== Input for this task
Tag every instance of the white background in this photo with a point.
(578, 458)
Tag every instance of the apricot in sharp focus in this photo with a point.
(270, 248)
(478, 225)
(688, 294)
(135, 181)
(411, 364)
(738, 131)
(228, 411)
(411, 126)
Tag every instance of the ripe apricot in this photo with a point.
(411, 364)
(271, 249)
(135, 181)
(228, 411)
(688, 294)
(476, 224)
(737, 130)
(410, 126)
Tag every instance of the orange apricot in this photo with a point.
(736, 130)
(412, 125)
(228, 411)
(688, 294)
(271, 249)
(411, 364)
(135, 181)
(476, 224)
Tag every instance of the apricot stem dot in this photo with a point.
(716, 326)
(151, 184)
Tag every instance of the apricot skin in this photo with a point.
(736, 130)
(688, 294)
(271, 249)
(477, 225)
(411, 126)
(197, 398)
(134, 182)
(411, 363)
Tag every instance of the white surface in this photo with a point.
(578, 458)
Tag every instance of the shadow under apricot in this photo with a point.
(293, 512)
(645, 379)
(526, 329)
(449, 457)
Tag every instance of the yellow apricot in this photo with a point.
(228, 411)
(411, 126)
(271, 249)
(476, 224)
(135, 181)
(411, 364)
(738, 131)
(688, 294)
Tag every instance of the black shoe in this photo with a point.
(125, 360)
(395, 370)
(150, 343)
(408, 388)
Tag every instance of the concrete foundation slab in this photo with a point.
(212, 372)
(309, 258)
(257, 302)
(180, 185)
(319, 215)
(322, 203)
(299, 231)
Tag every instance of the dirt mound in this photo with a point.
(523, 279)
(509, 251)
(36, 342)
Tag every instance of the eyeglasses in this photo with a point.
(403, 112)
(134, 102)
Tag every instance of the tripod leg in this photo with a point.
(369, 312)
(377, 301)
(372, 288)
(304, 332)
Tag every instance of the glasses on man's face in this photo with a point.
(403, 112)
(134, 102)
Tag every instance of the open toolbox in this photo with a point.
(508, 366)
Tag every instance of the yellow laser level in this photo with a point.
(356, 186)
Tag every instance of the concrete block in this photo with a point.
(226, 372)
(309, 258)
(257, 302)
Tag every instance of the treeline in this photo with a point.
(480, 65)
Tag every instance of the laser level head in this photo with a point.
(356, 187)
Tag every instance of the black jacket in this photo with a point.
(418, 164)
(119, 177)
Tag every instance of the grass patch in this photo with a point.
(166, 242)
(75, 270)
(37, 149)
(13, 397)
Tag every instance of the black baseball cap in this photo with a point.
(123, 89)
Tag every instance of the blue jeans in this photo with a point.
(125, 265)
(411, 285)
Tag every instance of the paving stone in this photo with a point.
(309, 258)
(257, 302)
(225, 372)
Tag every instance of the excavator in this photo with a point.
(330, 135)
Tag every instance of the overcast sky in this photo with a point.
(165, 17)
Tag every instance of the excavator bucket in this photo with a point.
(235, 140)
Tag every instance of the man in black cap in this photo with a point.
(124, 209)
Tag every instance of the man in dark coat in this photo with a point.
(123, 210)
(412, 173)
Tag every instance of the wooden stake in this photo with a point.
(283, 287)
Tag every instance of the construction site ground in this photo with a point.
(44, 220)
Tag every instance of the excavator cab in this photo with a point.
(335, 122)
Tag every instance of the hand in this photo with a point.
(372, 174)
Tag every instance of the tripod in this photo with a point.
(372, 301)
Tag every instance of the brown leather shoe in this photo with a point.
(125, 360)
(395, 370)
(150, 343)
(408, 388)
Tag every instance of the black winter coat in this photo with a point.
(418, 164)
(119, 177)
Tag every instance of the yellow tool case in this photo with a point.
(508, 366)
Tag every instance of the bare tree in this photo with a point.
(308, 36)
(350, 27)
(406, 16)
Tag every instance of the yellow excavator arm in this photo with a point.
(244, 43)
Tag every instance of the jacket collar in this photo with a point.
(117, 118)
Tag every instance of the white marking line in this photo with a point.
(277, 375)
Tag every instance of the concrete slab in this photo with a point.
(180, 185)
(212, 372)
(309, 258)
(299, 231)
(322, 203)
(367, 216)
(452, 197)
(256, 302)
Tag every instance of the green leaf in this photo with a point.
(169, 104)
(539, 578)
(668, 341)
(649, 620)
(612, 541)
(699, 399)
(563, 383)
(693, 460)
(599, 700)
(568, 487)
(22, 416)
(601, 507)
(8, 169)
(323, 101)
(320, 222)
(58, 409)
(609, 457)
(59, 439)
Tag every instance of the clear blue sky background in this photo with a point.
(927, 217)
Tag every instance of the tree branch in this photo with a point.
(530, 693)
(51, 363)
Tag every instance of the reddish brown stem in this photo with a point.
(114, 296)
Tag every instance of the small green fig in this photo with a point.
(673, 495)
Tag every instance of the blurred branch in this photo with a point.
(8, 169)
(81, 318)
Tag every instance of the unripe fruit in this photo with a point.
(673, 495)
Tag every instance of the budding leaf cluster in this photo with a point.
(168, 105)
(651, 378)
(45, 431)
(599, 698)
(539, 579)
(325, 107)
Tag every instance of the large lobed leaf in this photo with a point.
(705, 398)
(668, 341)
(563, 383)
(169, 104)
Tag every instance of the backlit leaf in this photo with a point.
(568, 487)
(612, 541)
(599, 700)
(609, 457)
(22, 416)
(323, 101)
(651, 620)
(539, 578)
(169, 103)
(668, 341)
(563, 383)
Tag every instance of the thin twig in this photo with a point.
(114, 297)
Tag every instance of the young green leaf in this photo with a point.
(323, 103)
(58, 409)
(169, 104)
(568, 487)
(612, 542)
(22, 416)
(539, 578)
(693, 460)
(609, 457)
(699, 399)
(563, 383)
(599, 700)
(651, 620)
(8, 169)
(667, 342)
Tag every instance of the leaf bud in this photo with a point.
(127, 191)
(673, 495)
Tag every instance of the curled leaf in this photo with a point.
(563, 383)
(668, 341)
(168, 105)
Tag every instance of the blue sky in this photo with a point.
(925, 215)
====
== Input for this task
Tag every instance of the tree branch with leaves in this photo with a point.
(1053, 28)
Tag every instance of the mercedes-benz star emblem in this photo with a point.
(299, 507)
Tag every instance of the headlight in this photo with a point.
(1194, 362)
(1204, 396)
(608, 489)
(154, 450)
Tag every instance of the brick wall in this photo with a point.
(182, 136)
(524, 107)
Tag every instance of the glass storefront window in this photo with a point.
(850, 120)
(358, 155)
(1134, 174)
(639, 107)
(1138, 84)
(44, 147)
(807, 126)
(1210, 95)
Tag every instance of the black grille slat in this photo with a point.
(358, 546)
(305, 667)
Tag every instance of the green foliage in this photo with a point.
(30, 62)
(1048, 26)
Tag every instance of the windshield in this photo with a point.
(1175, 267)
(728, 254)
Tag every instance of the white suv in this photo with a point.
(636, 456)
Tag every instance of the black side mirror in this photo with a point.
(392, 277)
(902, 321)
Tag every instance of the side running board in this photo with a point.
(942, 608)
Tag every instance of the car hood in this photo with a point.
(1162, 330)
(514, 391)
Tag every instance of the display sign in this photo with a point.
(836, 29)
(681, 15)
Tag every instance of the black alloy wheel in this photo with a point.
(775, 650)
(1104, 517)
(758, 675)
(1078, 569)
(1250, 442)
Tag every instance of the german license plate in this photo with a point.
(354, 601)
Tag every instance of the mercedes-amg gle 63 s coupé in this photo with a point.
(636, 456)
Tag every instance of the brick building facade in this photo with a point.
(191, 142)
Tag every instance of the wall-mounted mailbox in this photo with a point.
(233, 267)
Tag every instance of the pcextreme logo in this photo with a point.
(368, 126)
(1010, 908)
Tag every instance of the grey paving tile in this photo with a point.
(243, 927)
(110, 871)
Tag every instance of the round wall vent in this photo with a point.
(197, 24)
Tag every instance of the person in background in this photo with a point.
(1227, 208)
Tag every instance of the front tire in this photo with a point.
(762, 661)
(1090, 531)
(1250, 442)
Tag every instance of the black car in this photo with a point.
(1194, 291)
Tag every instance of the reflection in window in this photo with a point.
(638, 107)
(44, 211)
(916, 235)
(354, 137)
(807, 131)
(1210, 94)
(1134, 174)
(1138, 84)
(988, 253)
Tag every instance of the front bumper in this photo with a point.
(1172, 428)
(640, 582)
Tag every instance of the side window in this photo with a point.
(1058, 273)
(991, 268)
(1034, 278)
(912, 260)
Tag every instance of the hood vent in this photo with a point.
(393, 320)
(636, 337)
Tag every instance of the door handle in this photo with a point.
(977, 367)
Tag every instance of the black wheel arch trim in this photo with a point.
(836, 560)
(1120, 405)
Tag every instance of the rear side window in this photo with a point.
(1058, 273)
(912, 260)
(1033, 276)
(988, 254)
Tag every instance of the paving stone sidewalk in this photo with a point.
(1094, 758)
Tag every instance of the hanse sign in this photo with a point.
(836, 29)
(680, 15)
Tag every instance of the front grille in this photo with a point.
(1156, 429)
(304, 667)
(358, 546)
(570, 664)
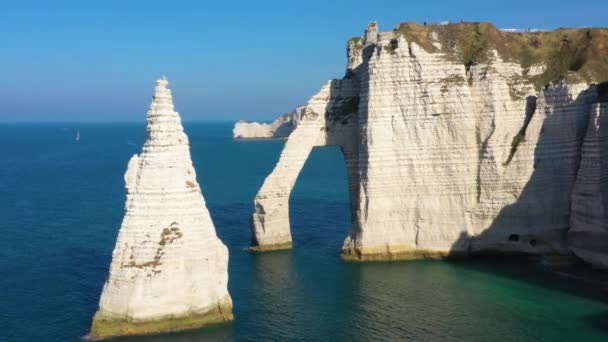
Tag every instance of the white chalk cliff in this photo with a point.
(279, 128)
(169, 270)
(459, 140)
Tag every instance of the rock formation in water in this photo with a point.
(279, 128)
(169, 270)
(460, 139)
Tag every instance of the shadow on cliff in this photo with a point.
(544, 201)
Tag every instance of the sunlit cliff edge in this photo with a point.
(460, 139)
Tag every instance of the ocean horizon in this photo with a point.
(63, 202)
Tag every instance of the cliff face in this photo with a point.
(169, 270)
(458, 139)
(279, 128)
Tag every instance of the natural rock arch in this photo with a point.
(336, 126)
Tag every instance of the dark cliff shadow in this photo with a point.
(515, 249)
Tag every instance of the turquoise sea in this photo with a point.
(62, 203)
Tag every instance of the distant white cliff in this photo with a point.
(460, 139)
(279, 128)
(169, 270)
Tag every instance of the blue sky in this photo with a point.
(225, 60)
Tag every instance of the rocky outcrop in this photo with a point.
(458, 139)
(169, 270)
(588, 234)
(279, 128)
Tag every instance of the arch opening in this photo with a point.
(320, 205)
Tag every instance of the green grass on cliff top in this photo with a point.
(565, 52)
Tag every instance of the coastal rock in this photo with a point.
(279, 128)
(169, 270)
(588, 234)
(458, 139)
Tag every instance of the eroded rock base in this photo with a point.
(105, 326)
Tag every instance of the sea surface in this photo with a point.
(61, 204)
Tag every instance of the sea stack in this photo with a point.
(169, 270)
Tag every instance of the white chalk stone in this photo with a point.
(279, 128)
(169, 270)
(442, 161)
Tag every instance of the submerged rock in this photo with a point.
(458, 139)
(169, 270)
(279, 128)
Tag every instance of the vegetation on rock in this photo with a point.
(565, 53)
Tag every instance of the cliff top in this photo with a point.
====
* **Work instructions**: List every line of the entries above that contains the string "shoe", matching case exactly.

* **Task response**:
Tag every instance of the black shoe in this photo with a point.
Tag every instance of the brown leather shoe in this photo with a point.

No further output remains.